--- Begin Quoted passage ---

New Delhi: A seven-judge constitution bench of the Supreme Court on Friday delivered four separate judgments in the Aligarh Muslim University minority status case. At the outset, Chief Justice D Y Chandrachud, who led the bench, said there were four separate opinions, including three dissenting verdicts. The CJI said he has written the majority verdict for himself and Justices Sanjiv Khanna, JB Pardiwala, and Manoj Misra. Justices Surya Kant, Dipankar Datta, and Satish Chandra Sharma dissented with the majority opinion.
The CJI said the majority opinion has overruled the 1967 judgment in the case of S. Azeez Basha v. Union of India, where a five-judge constitution bench held that Aligarh Muslim University was not a minority institution. However, the apex court did not answer whether Aligarh Muslim University (AMU) is a minority educational institution.
It said that another bench would be constituted to decide on a 2006 order by the Allahabad High Court overturning minority status of the educational institution.
A seven-judge constitution bench led by Chandrachud had reserved the judgment on whether the AMU can be considered a minority institution under Article 30 of the Constitution.
The CJI, reading the majority judgment, said that the view taken in Azeez Basha, which became the basis for denying the minority status to the AMU, is overruled. However, the CJI left it to a three-judge bench to decide afresh the minority status of the AMU based on the principles evolved in this judgment.
The CJI, who read the majority judgment, held that a minority institution must be both established and administered by a minority and added that the minority institution, prior to the Constitution, would also get equal protection under Article 30.
The CJI said the court cannot deny minority status to an institution just because it has been established by a parliamentary legislation. He said that various other factors surrounding such establishment and other aspects ought to be taken into account.

--- End Quoted passage ---
--- Begin Dataset ---

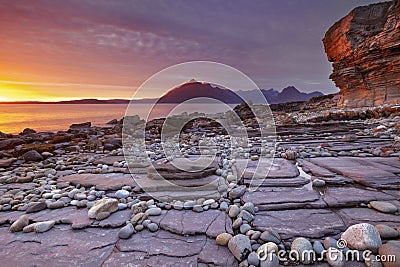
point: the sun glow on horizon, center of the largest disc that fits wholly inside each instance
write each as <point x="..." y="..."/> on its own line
<point x="20" y="91"/>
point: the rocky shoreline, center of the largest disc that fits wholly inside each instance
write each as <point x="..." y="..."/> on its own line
<point x="68" y="198"/>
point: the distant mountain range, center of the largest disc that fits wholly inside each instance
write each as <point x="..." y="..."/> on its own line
<point x="288" y="94"/>
<point x="199" y="90"/>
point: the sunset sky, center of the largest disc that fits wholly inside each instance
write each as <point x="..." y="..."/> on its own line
<point x="57" y="50"/>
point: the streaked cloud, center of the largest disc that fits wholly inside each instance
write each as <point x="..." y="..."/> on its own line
<point x="113" y="46"/>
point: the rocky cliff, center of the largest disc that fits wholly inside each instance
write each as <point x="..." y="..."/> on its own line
<point x="364" y="47"/>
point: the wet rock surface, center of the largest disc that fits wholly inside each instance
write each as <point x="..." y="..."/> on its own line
<point x="321" y="179"/>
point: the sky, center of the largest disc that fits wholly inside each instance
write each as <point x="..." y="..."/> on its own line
<point x="57" y="50"/>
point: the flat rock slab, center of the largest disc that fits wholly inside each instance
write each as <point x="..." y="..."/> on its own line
<point x="175" y="248"/>
<point x="364" y="215"/>
<point x="206" y="183"/>
<point x="109" y="160"/>
<point x="283" y="198"/>
<point x="142" y="259"/>
<point x="336" y="197"/>
<point x="188" y="222"/>
<point x="168" y="196"/>
<point x="275" y="168"/>
<point x="60" y="246"/>
<point x="109" y="181"/>
<point x="393" y="162"/>
<point x="311" y="223"/>
<point x="361" y="171"/>
<point x="277" y="182"/>
<point x="117" y="219"/>
<point x="68" y="215"/>
<point x="316" y="170"/>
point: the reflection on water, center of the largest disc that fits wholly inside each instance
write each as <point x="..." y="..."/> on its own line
<point x="54" y="117"/>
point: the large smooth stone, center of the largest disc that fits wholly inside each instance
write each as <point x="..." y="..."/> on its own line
<point x="105" y="205"/>
<point x="362" y="236"/>
<point x="240" y="246"/>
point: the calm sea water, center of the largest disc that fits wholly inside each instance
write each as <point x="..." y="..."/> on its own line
<point x="54" y="117"/>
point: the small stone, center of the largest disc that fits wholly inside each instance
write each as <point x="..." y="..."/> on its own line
<point x="252" y="259"/>
<point x="318" y="247"/>
<point x="223" y="206"/>
<point x="254" y="157"/>
<point x="178" y="205"/>
<point x="335" y="257"/>
<point x="154" y="212"/>
<point x="271" y="236"/>
<point x="223" y="239"/>
<point x="330" y="242"/>
<point x="208" y="202"/>
<point x="245" y="215"/>
<point x="139" y="227"/>
<point x="29" y="228"/>
<point x="249" y="207"/>
<point x="126" y="231"/>
<point x="270" y="261"/>
<point x="372" y="261"/>
<point x="80" y="196"/>
<point x="267" y="248"/>
<point x="237" y="192"/>
<point x="102" y="215"/>
<point x="362" y="236"/>
<point x="237" y="223"/>
<point x="72" y="193"/>
<point x="139" y="218"/>
<point x="319" y="183"/>
<point x="189" y="204"/>
<point x="139" y="207"/>
<point x="109" y="205"/>
<point x="122" y="194"/>
<point x="240" y="246"/>
<point x="384" y="207"/>
<point x="197" y="208"/>
<point x="32" y="155"/>
<point x="41" y="227"/>
<point x="244" y="228"/>
<point x="152" y="227"/>
<point x="233" y="211"/>
<point x="214" y="205"/>
<point x="387" y="232"/>
<point x="122" y="206"/>
<point x="390" y="251"/>
<point x="19" y="224"/>
<point x="36" y="207"/>
<point x="146" y="222"/>
<point x="56" y="205"/>
<point x="303" y="245"/>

--- End Dataset ---

● **Stated exercise 1**
Answer these questions from the article on the Aligarh Muslim University ruling:
(a) In which 1967 case did a five-judge bench hold that the university was not a minority institution?
(b) Which court issued the 2006 order that another bench will decide on?
(c) Under which Article of the Constitution was the university's possible minority status considered?
● **Stated exercise 2**
Copy the passage of the article on the Aligarh Muslim University ruling from "The CJI said the court" to "taken into account.".
● **Stated exercise 3**
Proceed with the article on the Aligarh Muslim University ruling from the point where it stops.
The material is not needed for any of this work.

● **Written response 1**
(a) S. Azeez Basha v. Union of India
(b) The Allahabad High Court
(c) Article 30

● **Written response 2**
The CJI said the court cannot deny minority status to an institution just because it has been established by a parliamentary legislation. He said that various other factors surrounding such establishment and other aspects ought to be taken into account.

● **Written response 3**
The CJI said it is not necessary that the purpose of the minority can be implemented only if the persons of the minority administer the institution. He said it is also not necessary to prove that administration rests with the minority to prove the institution to be a minority institution.
The majority judgment emphasized that the test is whether the institution exudes minority character and operates in the interest of the minority. The detailed judgment will be uploaded later in the day.
Justice Kant, reading out his dissent, said the five-judge bench of the apex court in the Aziz Basha case had correctly decided that AMU was not a minority institution, which has attained finality. He stressed that there is no need to reopen the inquiry into the character of AMU.
Justice Kant criticised the manner in which the case was referred by a three-judge bench to the present seven-judge bench and termed it as a judicial impropriety on the part of the smaller bench and also on the part of the then CJI in accepting the request.
The seven-judge bench decided on a reference that arose from a 2006 verdict of the Allahabad High Court which held that the AMU, established through imperial legislation in 1920, was not a minority institution.
The bench, which also includes justices Sanjiv Khanna, Surya Kant, J B Pardiwala, Dipankar Datta, Manoj Misra and S C Sharma, heard arguments over the course of eight days between January 10 and February 1 this year.
Currently, AMU does not follow any reservation policies of the state. However, it does have an internal reservation policy, where 50% of seats are reserved for students who have studied in its affiliated schools or colleges.
This issue was decided once before by the Supreme Court. In 1967, in the case of S. Azeez Basha v. Union of India, a five-judge Constitution Bench held that AMU was not a minority institution. It referred to the Aligarh Muslim University Act, of 1920, which established the university and held that AMU was neither established nor administered by the Muslim community – a requirement for minority educational institutions under Article 30 (1) of the Constitution.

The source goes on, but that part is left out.